** Opening Entries shown block **

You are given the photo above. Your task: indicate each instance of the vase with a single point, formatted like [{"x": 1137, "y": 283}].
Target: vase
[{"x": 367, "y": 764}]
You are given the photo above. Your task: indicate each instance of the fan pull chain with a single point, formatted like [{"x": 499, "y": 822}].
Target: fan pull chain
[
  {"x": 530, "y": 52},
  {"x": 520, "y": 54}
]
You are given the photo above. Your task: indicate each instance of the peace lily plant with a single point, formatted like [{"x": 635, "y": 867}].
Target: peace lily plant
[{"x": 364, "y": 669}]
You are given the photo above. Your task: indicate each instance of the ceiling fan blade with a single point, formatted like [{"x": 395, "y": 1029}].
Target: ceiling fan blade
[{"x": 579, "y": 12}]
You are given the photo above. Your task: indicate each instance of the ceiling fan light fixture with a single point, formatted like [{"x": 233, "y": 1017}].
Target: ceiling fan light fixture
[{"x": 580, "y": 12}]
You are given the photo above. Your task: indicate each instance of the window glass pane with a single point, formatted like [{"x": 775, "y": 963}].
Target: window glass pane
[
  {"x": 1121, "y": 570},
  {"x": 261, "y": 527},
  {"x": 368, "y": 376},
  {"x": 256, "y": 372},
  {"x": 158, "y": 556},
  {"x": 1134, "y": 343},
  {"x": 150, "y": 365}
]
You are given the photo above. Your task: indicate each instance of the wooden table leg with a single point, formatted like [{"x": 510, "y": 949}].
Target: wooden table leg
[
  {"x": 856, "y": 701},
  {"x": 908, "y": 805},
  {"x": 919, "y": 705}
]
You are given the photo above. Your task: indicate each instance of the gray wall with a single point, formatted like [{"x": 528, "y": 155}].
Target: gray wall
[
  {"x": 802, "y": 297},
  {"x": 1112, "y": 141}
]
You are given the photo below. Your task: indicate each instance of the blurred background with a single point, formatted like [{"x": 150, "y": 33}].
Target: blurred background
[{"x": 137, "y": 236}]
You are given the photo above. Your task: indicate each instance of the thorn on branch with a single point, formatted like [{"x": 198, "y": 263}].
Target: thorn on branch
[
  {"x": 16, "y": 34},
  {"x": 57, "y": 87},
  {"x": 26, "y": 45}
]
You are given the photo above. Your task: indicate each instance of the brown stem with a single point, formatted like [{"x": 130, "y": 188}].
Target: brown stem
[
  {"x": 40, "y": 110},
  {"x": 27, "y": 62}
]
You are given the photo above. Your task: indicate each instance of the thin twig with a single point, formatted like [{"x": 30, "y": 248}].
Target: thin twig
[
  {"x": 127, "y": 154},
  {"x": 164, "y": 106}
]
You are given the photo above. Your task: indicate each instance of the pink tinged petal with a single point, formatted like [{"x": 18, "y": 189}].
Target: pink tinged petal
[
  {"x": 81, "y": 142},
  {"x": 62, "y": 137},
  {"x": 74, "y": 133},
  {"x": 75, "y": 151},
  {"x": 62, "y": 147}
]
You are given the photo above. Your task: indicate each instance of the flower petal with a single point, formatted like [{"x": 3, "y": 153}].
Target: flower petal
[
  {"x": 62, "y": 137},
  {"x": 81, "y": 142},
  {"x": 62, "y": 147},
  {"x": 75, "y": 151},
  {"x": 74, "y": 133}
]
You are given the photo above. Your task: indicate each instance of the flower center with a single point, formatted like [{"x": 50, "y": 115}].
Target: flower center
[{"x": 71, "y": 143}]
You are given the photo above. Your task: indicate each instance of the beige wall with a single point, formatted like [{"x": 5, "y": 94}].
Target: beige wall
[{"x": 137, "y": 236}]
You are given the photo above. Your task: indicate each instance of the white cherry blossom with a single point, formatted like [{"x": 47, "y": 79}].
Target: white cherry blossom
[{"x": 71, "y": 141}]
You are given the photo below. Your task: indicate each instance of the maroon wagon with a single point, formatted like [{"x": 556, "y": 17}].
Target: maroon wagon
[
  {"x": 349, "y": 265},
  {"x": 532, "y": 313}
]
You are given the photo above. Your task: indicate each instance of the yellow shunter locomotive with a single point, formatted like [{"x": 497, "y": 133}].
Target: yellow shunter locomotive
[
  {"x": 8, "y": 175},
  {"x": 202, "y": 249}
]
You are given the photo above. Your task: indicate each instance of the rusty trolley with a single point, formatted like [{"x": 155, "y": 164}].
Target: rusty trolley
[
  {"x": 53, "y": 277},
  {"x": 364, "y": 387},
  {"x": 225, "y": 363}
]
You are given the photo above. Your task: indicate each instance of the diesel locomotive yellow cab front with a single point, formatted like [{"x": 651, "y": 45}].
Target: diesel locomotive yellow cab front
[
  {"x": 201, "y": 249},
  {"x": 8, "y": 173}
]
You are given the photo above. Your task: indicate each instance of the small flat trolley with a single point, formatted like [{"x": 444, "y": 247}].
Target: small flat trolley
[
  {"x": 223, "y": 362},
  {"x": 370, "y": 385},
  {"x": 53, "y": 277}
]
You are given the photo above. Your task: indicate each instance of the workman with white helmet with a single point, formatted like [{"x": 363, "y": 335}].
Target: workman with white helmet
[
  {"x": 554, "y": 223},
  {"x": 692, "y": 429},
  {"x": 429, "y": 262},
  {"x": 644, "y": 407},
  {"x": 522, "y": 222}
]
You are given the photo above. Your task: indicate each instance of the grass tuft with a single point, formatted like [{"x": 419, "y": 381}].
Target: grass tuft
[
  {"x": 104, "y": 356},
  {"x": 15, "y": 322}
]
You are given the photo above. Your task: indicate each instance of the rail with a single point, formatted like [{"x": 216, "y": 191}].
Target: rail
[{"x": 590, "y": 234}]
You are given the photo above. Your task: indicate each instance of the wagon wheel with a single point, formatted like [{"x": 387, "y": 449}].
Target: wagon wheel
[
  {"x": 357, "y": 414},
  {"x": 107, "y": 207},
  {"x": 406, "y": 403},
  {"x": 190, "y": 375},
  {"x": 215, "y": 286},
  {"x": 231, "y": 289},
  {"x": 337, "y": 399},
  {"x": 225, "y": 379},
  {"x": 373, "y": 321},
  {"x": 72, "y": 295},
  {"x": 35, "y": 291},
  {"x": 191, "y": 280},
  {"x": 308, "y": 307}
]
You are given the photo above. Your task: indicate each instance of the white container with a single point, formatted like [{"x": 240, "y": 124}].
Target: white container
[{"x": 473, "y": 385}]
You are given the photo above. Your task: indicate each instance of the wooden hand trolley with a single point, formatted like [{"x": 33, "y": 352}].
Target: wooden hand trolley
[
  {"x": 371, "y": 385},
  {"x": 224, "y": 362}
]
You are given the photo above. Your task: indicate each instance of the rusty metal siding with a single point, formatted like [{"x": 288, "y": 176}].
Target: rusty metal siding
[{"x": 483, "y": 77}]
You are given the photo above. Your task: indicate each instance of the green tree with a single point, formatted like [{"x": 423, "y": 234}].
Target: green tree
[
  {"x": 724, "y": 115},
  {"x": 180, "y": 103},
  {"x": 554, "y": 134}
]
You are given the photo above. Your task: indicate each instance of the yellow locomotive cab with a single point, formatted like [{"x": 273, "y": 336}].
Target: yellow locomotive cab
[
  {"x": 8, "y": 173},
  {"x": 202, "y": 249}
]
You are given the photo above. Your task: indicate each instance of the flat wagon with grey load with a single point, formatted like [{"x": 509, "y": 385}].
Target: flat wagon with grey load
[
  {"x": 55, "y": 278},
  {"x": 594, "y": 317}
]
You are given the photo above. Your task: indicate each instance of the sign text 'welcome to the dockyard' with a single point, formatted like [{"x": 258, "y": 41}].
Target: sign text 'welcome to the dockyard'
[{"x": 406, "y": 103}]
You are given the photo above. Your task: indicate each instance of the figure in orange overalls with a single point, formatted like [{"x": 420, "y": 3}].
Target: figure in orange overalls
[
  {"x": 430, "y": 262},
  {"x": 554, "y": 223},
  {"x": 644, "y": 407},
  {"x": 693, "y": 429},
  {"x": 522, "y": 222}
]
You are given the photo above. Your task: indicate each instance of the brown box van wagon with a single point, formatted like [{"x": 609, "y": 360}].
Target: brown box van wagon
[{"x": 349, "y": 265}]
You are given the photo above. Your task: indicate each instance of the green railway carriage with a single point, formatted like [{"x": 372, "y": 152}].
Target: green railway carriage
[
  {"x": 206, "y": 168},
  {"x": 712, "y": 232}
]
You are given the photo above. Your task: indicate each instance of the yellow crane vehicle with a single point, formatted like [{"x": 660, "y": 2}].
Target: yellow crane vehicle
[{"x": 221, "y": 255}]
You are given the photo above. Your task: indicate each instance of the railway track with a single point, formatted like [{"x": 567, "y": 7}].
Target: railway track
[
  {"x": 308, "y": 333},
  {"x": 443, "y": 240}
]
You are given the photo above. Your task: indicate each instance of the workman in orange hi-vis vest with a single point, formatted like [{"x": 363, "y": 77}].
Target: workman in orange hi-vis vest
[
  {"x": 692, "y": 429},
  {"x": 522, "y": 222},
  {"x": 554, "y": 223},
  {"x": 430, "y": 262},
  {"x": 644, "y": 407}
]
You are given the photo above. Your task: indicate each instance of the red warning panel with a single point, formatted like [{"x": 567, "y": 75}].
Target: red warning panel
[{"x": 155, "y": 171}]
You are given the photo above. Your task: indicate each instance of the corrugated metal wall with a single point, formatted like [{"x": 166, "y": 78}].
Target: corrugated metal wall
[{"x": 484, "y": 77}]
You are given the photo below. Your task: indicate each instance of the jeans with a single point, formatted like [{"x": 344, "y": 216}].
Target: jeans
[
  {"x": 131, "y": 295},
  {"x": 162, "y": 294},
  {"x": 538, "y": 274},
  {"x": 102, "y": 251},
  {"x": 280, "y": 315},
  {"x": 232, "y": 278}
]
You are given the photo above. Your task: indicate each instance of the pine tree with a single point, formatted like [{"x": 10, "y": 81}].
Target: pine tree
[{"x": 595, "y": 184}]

** Closing Entries shown block **

▶ [What you should do] From the data above, copy each line that holds "below".

▶ [Output of the task]
You are given the photo below. Your task: indicate each instance of the blurred background with a single point, formatted like [{"x": 150, "y": 33}].
You are given the photo below. Your task: indicate each instance of the maroon wagon with a single point, formatted like [{"x": 556, "y": 17}].
You are given the photo below. Your task: indicate each instance of the jeans with a single point, formatted like [{"x": 344, "y": 216}].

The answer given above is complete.